# [EXERCISE DETAILS]
Beginning with the line where "Please segment every instance of the **dirt" appears, please restate each line of the records below word for word until the last one, inclusive, and nothing else.

Segmentation mask data:
Segment Open
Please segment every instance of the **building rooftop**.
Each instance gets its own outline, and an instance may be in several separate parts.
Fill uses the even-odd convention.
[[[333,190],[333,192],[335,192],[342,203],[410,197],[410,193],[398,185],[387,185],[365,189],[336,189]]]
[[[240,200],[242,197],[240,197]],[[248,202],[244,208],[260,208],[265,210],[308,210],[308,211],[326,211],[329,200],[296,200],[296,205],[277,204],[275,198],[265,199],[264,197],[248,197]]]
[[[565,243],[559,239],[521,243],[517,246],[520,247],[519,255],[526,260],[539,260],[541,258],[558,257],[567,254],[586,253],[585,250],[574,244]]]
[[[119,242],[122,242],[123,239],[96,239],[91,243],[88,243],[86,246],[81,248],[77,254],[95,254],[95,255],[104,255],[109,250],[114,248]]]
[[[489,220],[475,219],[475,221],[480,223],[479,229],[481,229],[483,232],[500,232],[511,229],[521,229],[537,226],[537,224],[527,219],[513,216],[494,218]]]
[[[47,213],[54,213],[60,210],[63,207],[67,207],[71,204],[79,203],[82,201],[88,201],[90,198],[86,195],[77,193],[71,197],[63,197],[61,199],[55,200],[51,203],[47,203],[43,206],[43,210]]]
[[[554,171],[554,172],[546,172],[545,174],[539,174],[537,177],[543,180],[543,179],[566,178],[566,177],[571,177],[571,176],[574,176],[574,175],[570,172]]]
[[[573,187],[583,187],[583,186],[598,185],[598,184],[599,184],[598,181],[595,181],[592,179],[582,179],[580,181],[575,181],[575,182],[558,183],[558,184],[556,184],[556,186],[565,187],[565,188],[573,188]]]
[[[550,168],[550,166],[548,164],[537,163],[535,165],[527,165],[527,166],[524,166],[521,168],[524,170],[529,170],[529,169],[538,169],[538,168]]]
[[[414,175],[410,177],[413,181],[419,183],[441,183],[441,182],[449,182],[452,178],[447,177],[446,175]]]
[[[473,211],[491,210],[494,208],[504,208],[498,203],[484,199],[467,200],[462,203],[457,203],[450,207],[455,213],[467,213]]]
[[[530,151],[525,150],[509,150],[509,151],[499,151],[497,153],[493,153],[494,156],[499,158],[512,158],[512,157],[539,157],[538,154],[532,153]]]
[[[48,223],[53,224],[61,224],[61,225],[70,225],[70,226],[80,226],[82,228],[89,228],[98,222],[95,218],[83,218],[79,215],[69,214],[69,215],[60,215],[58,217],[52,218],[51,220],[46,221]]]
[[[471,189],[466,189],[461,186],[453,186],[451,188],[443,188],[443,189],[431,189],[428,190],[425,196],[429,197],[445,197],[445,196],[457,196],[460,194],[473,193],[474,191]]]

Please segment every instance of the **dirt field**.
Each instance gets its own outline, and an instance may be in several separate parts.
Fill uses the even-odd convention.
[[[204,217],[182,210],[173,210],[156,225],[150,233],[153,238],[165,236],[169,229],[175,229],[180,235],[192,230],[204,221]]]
Segment Closed
# [SOLUTION TO THE PROBLEM]
Please segment every instance of the **dirt field**.
Each instance gets its own outline, and an instance may be in several separate parts.
Fill uses the even-odd convention.
[[[204,217],[182,210],[173,210],[156,225],[150,233],[153,238],[165,236],[169,229],[175,229],[180,235],[192,230],[204,221]]]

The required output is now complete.